[[ Text segment, beginning ]]

However, the ministry, went by the claims of the state government and said the chapori islands do not get submerged even in monsoons and are not good habitats for birds. It also said there were no reports of sighting of Gangetic Dolphins in the vicinity of the proposed dam site. On the other hand, Rahmani, in his report had specifically mentioned that the resident population of dolphins has been seen at seven locations downstream of the dam. It even questioned the views of the expert members and stated: “Any impact on the life forms to such environmental changes also depends upon their tolerance and resilience towards the changes and their adaptive potential. These aspects have seemingly not been taken into consideration by the non-official members while highlighting the threats to life forms.”
While the site inspection report highlighted the project will submerge parts of the Parshuram Kund Medicinal Plant Conservation Area, identified for the conservation of Globally Significant Medicinal Plants, the ministry went by the state government’s claim. It said the area was 150 metre above submergence level. Rahmani said the environment impact assessment (EIA) was inadequate to analyse the impacts of the project downstream and had recommended comprehensive studies for the same before the project was cleared. The ministry had commissioned Indian Institute of Technology (IIT), Roorkee to conduct studies on the ecological impacts and cumulative impacts of the project. However, it said the studies will be conducted post clearance along with the construction of the project and mitigation measures proposed by these studies will be implemented concurrently.

[[ Text segment, end ]]

## The task
In the dam clearance text, which institute did the ministry commission to study the project's ecological and cumulative impacts?

[[ Source material, beginning ]]

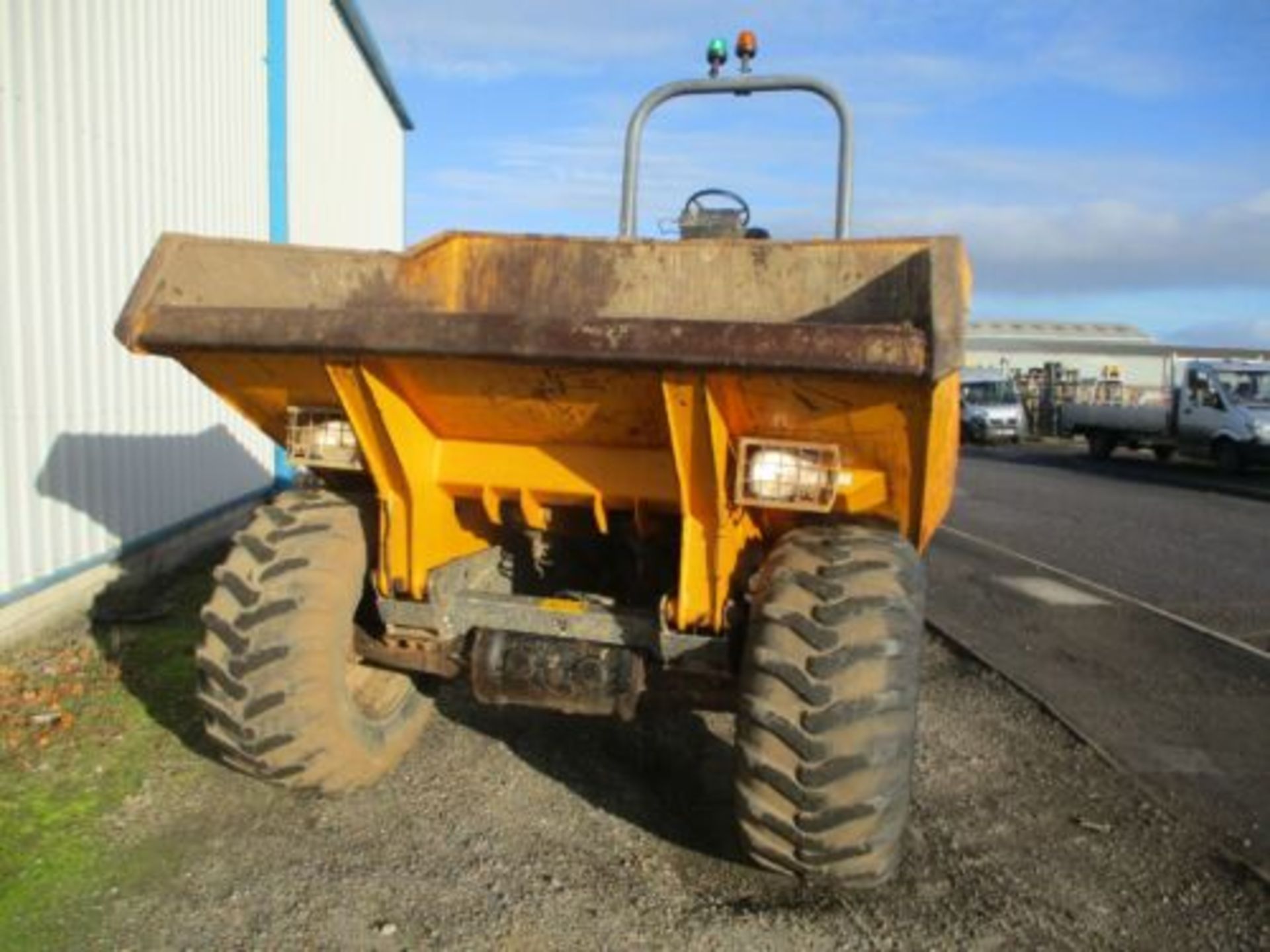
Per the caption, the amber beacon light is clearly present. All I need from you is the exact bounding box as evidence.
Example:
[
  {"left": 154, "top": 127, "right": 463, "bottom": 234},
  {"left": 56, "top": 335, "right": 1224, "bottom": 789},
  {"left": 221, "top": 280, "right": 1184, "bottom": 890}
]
[{"left": 737, "top": 29, "right": 758, "bottom": 72}]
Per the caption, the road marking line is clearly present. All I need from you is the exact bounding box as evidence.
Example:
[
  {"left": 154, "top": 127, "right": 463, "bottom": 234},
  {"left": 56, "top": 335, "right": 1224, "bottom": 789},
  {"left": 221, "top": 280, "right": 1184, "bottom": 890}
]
[
  {"left": 997, "top": 575, "right": 1110, "bottom": 608},
  {"left": 940, "top": 526, "right": 1270, "bottom": 661}
]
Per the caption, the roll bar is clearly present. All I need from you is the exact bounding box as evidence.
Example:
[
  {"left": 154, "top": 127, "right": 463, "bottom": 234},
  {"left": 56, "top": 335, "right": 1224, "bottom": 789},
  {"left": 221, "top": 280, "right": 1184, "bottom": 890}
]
[{"left": 617, "top": 75, "right": 852, "bottom": 239}]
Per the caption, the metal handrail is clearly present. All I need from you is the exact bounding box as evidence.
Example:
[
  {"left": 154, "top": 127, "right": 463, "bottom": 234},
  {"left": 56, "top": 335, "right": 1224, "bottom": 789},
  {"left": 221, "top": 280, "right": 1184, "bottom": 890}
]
[{"left": 617, "top": 75, "right": 852, "bottom": 239}]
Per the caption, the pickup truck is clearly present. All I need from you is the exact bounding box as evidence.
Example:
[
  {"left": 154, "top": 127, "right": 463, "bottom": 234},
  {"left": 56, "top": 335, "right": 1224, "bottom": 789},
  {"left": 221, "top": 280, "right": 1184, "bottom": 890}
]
[{"left": 1059, "top": 360, "right": 1270, "bottom": 472}]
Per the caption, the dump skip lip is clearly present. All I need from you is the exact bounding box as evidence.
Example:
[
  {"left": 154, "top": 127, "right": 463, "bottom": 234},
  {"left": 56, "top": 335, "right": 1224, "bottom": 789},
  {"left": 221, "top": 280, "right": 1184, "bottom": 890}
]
[{"left": 134, "top": 305, "right": 929, "bottom": 377}]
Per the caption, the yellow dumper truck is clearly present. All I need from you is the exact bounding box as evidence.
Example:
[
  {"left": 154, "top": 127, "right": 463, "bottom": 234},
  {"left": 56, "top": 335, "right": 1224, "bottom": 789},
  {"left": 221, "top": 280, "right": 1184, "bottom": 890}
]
[{"left": 117, "top": 65, "right": 969, "bottom": 886}]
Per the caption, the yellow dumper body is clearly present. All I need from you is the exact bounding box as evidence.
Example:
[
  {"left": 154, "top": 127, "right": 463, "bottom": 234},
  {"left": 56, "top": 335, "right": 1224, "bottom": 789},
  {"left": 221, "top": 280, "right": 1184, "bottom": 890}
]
[
  {"left": 118, "top": 225, "right": 969, "bottom": 886},
  {"left": 117, "top": 232, "right": 970, "bottom": 632}
]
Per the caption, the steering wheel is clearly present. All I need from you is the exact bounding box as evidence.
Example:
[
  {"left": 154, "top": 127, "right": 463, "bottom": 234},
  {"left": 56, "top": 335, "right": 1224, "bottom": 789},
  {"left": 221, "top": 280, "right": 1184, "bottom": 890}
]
[{"left": 681, "top": 188, "right": 749, "bottom": 227}]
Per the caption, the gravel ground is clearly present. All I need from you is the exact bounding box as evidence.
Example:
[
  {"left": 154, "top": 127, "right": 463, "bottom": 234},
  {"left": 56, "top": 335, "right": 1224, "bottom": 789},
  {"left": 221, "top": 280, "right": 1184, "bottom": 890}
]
[{"left": 87, "top": 641, "right": 1270, "bottom": 949}]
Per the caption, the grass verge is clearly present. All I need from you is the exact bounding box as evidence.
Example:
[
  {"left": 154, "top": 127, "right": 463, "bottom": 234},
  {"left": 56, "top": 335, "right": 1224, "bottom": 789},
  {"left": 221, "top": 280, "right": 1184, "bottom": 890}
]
[{"left": 0, "top": 560, "right": 210, "bottom": 949}]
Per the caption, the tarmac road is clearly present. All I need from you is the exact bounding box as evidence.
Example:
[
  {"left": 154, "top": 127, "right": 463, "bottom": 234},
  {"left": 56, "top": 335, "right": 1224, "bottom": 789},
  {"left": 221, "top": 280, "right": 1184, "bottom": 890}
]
[
  {"left": 929, "top": 446, "right": 1270, "bottom": 879},
  {"left": 950, "top": 442, "right": 1270, "bottom": 647}
]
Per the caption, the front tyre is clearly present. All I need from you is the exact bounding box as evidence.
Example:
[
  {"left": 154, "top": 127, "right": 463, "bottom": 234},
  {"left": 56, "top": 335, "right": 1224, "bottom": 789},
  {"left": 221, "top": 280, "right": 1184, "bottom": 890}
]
[
  {"left": 197, "top": 490, "right": 431, "bottom": 793},
  {"left": 736, "top": 526, "right": 925, "bottom": 887}
]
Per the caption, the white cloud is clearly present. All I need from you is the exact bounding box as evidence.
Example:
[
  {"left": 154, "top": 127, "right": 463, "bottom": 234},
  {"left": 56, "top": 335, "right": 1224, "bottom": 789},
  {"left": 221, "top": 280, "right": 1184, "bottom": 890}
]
[
  {"left": 867, "top": 192, "right": 1270, "bottom": 294},
  {"left": 1167, "top": 317, "right": 1270, "bottom": 350}
]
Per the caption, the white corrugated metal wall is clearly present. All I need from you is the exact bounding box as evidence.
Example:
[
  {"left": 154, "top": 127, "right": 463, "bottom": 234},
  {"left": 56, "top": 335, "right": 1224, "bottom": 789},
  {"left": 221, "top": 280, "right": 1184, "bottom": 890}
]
[
  {"left": 287, "top": 0, "right": 405, "bottom": 249},
  {"left": 0, "top": 0, "right": 404, "bottom": 606},
  {"left": 0, "top": 0, "right": 272, "bottom": 598}
]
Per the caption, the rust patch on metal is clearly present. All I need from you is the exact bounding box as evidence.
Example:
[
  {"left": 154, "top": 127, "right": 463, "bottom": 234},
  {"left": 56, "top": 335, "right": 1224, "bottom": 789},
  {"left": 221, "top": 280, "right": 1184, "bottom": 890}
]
[{"left": 140, "top": 306, "right": 929, "bottom": 376}]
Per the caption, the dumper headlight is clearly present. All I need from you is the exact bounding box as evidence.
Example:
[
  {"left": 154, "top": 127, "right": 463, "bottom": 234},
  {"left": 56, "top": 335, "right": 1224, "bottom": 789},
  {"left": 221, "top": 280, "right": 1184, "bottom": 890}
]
[
  {"left": 736, "top": 438, "right": 839, "bottom": 513},
  {"left": 287, "top": 406, "right": 362, "bottom": 469}
]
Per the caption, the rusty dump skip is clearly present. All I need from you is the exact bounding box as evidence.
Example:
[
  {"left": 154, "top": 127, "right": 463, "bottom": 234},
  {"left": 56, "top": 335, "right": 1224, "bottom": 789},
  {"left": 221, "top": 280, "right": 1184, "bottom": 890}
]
[{"left": 116, "top": 232, "right": 970, "bottom": 379}]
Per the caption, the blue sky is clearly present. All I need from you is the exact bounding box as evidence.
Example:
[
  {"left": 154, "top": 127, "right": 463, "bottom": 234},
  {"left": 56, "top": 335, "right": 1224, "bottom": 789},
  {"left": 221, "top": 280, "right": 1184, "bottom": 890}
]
[{"left": 360, "top": 0, "right": 1270, "bottom": 345}]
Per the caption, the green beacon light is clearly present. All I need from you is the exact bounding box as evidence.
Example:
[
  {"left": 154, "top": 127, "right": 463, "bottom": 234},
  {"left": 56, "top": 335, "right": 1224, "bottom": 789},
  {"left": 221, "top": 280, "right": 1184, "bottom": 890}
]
[{"left": 706, "top": 37, "right": 728, "bottom": 77}]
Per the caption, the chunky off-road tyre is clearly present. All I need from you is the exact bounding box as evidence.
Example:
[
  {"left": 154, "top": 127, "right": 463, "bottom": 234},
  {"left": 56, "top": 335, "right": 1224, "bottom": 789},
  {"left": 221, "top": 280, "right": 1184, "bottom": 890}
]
[
  {"left": 736, "top": 526, "right": 925, "bottom": 887},
  {"left": 197, "top": 490, "right": 431, "bottom": 793}
]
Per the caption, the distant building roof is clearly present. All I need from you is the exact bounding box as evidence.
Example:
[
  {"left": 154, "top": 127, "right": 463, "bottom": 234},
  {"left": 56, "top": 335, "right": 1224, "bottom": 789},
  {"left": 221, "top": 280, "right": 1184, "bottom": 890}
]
[
  {"left": 968, "top": 321, "right": 1154, "bottom": 344},
  {"left": 334, "top": 0, "right": 414, "bottom": 131}
]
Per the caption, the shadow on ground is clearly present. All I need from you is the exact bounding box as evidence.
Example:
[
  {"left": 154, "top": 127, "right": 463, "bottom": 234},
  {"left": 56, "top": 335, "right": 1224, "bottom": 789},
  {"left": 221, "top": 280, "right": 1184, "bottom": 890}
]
[
  {"left": 36, "top": 425, "right": 272, "bottom": 756},
  {"left": 437, "top": 686, "right": 743, "bottom": 863},
  {"left": 961, "top": 443, "right": 1270, "bottom": 501}
]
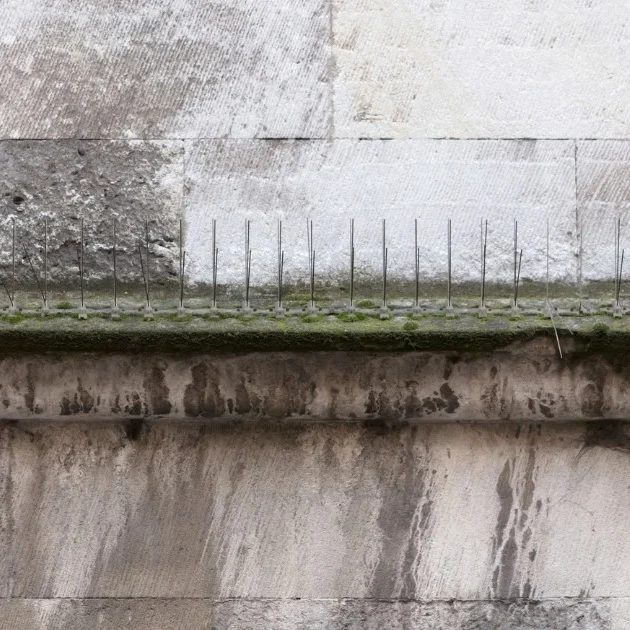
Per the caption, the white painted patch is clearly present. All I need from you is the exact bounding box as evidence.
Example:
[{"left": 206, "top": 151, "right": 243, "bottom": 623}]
[
  {"left": 185, "top": 140, "right": 576, "bottom": 284},
  {"left": 333, "top": 0, "right": 630, "bottom": 138}
]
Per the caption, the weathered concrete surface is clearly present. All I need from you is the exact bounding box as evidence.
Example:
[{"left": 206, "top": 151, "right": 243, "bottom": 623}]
[
  {"left": 0, "top": 338, "right": 630, "bottom": 422},
  {"left": 0, "top": 598, "right": 215, "bottom": 630},
  {"left": 333, "top": 0, "right": 630, "bottom": 138},
  {"left": 577, "top": 140, "right": 630, "bottom": 280},
  {"left": 213, "top": 599, "right": 627, "bottom": 630},
  {"left": 185, "top": 140, "right": 576, "bottom": 285},
  {"left": 0, "top": 598, "right": 628, "bottom": 630},
  {"left": 0, "top": 140, "right": 183, "bottom": 288},
  {"left": 0, "top": 423, "right": 630, "bottom": 604},
  {"left": 0, "top": 0, "right": 332, "bottom": 138}
]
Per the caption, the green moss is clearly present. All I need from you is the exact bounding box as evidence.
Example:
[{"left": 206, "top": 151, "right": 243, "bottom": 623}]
[{"left": 337, "top": 313, "right": 369, "bottom": 323}]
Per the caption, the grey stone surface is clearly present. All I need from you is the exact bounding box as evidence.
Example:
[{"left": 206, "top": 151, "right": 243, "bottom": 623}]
[
  {"left": 333, "top": 0, "right": 630, "bottom": 138},
  {"left": 0, "top": 422, "right": 630, "bottom": 600},
  {"left": 0, "top": 140, "right": 183, "bottom": 289},
  {"left": 0, "top": 338, "right": 630, "bottom": 422},
  {"left": 185, "top": 140, "right": 576, "bottom": 285},
  {"left": 577, "top": 140, "right": 630, "bottom": 280},
  {"left": 0, "top": 0, "right": 332, "bottom": 138}
]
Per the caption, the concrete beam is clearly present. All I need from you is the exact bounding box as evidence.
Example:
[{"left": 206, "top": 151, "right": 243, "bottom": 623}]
[
  {"left": 0, "top": 334, "right": 630, "bottom": 422},
  {"left": 0, "top": 598, "right": 630, "bottom": 630}
]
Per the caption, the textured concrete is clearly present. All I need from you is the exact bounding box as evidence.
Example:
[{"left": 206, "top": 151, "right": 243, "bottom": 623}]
[
  {"left": 0, "top": 140, "right": 183, "bottom": 288},
  {"left": 0, "top": 0, "right": 332, "bottom": 138},
  {"left": 0, "top": 337, "right": 630, "bottom": 422},
  {"left": 577, "top": 140, "right": 630, "bottom": 280},
  {"left": 0, "top": 423, "right": 630, "bottom": 604},
  {"left": 213, "top": 599, "right": 627, "bottom": 630},
  {"left": 185, "top": 140, "right": 576, "bottom": 285},
  {"left": 333, "top": 0, "right": 630, "bottom": 138}
]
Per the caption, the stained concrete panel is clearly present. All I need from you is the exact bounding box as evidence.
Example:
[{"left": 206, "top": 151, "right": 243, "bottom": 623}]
[
  {"left": 577, "top": 140, "right": 630, "bottom": 281},
  {"left": 185, "top": 140, "right": 576, "bottom": 286},
  {"left": 214, "top": 599, "right": 616, "bottom": 630},
  {"left": 0, "top": 423, "right": 630, "bottom": 600},
  {"left": 0, "top": 0, "right": 332, "bottom": 138},
  {"left": 333, "top": 0, "right": 630, "bottom": 138},
  {"left": 0, "top": 139, "right": 183, "bottom": 293},
  {"left": 0, "top": 340, "right": 630, "bottom": 423}
]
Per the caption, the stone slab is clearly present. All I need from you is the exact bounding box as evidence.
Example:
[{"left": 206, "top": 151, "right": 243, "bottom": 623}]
[
  {"left": 333, "top": 0, "right": 630, "bottom": 138},
  {"left": 185, "top": 140, "right": 576, "bottom": 286},
  {"left": 0, "top": 140, "right": 183, "bottom": 288},
  {"left": 577, "top": 140, "right": 630, "bottom": 292},
  {"left": 0, "top": 0, "right": 332, "bottom": 138},
  {"left": 0, "top": 422, "right": 630, "bottom": 600}
]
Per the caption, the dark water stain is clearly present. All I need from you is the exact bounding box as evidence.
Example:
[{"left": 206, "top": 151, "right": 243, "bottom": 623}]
[
  {"left": 143, "top": 365, "right": 173, "bottom": 416},
  {"left": 60, "top": 378, "right": 94, "bottom": 416},
  {"left": 24, "top": 363, "right": 40, "bottom": 413},
  {"left": 584, "top": 420, "right": 630, "bottom": 452},
  {"left": 493, "top": 460, "right": 514, "bottom": 552},
  {"left": 184, "top": 362, "right": 226, "bottom": 418}
]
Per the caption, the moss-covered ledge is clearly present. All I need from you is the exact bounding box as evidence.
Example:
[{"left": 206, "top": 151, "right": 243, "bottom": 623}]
[{"left": 0, "top": 314, "right": 630, "bottom": 360}]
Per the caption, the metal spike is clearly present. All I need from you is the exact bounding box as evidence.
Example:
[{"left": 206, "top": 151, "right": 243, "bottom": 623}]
[
  {"left": 276, "top": 219, "right": 284, "bottom": 317},
  {"left": 311, "top": 250, "right": 316, "bottom": 311},
  {"left": 22, "top": 243, "right": 46, "bottom": 303},
  {"left": 112, "top": 217, "right": 118, "bottom": 309},
  {"left": 615, "top": 249, "right": 626, "bottom": 307},
  {"left": 414, "top": 219, "right": 420, "bottom": 310},
  {"left": 350, "top": 219, "right": 354, "bottom": 310},
  {"left": 11, "top": 217, "right": 16, "bottom": 308},
  {"left": 481, "top": 219, "right": 488, "bottom": 309},
  {"left": 245, "top": 219, "right": 252, "bottom": 311},
  {"left": 138, "top": 243, "right": 150, "bottom": 308},
  {"left": 212, "top": 219, "right": 219, "bottom": 309},
  {"left": 179, "top": 219, "right": 186, "bottom": 310},
  {"left": 514, "top": 250, "right": 523, "bottom": 309},
  {"left": 512, "top": 219, "right": 518, "bottom": 308},
  {"left": 546, "top": 217, "right": 551, "bottom": 306},
  {"left": 578, "top": 218, "right": 584, "bottom": 312},
  {"left": 382, "top": 219, "right": 387, "bottom": 311},
  {"left": 44, "top": 217, "right": 48, "bottom": 310},
  {"left": 446, "top": 219, "right": 452, "bottom": 310},
  {"left": 79, "top": 217, "right": 85, "bottom": 308},
  {"left": 144, "top": 221, "right": 151, "bottom": 309}
]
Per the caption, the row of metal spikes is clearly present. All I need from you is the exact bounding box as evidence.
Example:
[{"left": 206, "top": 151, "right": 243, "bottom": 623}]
[{"left": 0, "top": 218, "right": 625, "bottom": 311}]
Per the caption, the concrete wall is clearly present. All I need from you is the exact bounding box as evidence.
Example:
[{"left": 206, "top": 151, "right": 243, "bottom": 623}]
[
  {"left": 0, "top": 422, "right": 630, "bottom": 630},
  {"left": 0, "top": 0, "right": 630, "bottom": 284}
]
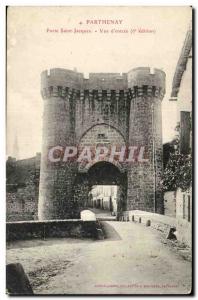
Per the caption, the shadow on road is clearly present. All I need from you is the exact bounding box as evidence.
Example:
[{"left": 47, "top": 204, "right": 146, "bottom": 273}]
[{"left": 100, "top": 221, "right": 122, "bottom": 241}]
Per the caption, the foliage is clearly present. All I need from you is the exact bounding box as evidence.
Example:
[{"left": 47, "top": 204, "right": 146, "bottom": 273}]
[{"left": 163, "top": 153, "right": 192, "bottom": 191}]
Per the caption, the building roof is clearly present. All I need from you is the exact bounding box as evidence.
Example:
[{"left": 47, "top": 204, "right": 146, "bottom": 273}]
[{"left": 171, "top": 29, "right": 192, "bottom": 100}]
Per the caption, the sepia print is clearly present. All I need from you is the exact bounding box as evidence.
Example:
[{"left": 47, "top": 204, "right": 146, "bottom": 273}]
[{"left": 6, "top": 6, "right": 193, "bottom": 295}]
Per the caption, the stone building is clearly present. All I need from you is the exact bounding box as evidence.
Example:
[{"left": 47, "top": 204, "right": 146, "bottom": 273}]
[
  {"left": 38, "top": 67, "right": 165, "bottom": 220},
  {"left": 6, "top": 153, "right": 40, "bottom": 221},
  {"left": 164, "top": 29, "right": 192, "bottom": 239}
]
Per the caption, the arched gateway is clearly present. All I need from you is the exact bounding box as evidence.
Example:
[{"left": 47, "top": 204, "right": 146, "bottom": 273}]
[{"left": 39, "top": 68, "right": 165, "bottom": 220}]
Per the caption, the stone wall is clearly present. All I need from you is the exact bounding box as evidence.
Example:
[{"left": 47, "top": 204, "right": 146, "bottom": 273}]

[[ Source material, end ]]

## Reply to the task
Indian Institute of Technology (IIT), Roorkee